#### Materials provided
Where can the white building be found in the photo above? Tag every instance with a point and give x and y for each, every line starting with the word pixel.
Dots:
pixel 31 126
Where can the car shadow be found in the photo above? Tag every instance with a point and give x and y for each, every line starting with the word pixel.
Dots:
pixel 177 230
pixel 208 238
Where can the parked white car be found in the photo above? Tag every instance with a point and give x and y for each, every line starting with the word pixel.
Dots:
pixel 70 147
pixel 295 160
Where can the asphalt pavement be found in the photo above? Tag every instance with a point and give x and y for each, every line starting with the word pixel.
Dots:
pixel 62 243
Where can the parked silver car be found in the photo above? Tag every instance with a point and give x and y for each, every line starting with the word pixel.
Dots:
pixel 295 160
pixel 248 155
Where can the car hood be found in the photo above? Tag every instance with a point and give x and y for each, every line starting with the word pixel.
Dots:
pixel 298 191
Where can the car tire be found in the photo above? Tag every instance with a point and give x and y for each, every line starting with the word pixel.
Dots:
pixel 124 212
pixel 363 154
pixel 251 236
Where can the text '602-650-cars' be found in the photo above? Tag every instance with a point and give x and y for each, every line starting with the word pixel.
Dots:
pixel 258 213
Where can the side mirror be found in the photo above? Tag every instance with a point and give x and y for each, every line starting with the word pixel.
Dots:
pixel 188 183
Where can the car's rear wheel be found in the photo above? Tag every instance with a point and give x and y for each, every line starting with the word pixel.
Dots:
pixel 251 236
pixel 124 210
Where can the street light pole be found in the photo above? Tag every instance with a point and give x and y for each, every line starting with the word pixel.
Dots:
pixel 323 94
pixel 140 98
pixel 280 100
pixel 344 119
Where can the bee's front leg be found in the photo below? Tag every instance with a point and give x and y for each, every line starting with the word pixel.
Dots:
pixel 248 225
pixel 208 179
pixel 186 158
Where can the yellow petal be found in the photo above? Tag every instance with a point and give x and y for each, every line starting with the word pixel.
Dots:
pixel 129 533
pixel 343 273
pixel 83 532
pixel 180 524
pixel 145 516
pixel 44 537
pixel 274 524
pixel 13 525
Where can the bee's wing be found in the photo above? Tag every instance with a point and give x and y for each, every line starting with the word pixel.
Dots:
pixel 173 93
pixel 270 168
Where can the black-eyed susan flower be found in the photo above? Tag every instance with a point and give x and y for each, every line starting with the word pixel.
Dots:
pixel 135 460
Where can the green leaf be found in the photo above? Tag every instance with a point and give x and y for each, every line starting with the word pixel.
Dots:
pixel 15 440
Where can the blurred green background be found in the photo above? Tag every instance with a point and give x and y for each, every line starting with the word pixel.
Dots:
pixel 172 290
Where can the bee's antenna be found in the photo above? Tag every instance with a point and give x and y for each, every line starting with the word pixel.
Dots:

#### Requirement
Write out the entire listing above again, line by line, with no changes.

#### Response for this exercise
Where can the white building be found in the photo above? Tag every instance with a point and give x and y for each, every line starting with the word pixel.
Dots:
pixel 31 126
Where can the car shadow be found in the photo above? Tag every instance with a point and give x and y for each, every line starting with the word pixel.
Dots:
pixel 177 230
pixel 208 238
Where can the parked white car be found in the photo above? Tag every instance with a point and give x and y for each, every line starting with the word pixel.
Dots:
pixel 70 147
pixel 295 160
Where can the asphalt pavement be found in the photo above? Tag every instance with a point and give x and y for each, every line starting with the word pixel.
Dots:
pixel 62 243
Where can the parked silver car be found in the photo above? Tag every instance with a point and give x and y for each, every line starting with the word pixel.
Dots:
pixel 295 160
pixel 248 155
Where can the car hood be found in the photo above? Tag every instance with a point and give x and y for each, every line starting with the word pixel.
Dots:
pixel 298 191
Where can the car tire be found in the photo above? Tag every instance with a point and give x and y for each, every line starting with the word pixel.
Dots:
pixel 124 212
pixel 363 154
pixel 251 236
Where can the text '602-650-cars' be found in the photo above? Tag every instance with a point and give x and y for each, every line starting with the word pixel.
Dots:
pixel 258 213
Where can the side mirror be found in the photo above? Tag every instance with a point and give x and y for each, every line starting with the word pixel.
Dots:
pixel 188 183
Where can the car's rear wheel be found in the photo above? Tag every instance with a point and give x and y for each, every line starting with the word pixel.
Dots:
pixel 251 236
pixel 124 210
Where can the street light pole be found in the photo above? Tag every instance with a point and give x and y for each, every line starting with the word pixel.
Dots:
pixel 323 94
pixel 140 98
pixel 280 100
pixel 344 119
Where can the bee's front leg be found in the photo below? Tag every instance with a point and give x and y for each, every line starting with the word pixel.
Dots:
pixel 248 225
pixel 208 179
pixel 186 158
Where can the yellow petal be found in the photo above? Tag every instance with a point and give x and y for each, every line starting with the word pixel.
Dots:
pixel 129 533
pixel 343 273
pixel 83 532
pixel 180 524
pixel 145 516
pixel 44 537
pixel 274 524
pixel 13 525
Where can the bee's wing be found in the photo above? Tag every instance with a point and give x and y for each, every line starting with the word pixel.
Dots:
pixel 173 93
pixel 270 168
Where can the black-eyed susan flower be found in the photo above? Tag every instance with a point and give x and y for each, every line starting with the word pixel.
Dots:
pixel 135 460
Where can the green leaf be found in the photo above? Tag every instance with a point and give x and y for each, every line starting with the word pixel.
Dots:
pixel 15 440
Where can the blurred green background be found in the photo above? Tag every instance with a point and give x and y for each, every line starting with the word pixel.
Dots:
pixel 172 290
Where can the bee's antenna be found in the photo above? Tag every instance with a point and give x and y for each, every line starting with the word pixel.
Dots:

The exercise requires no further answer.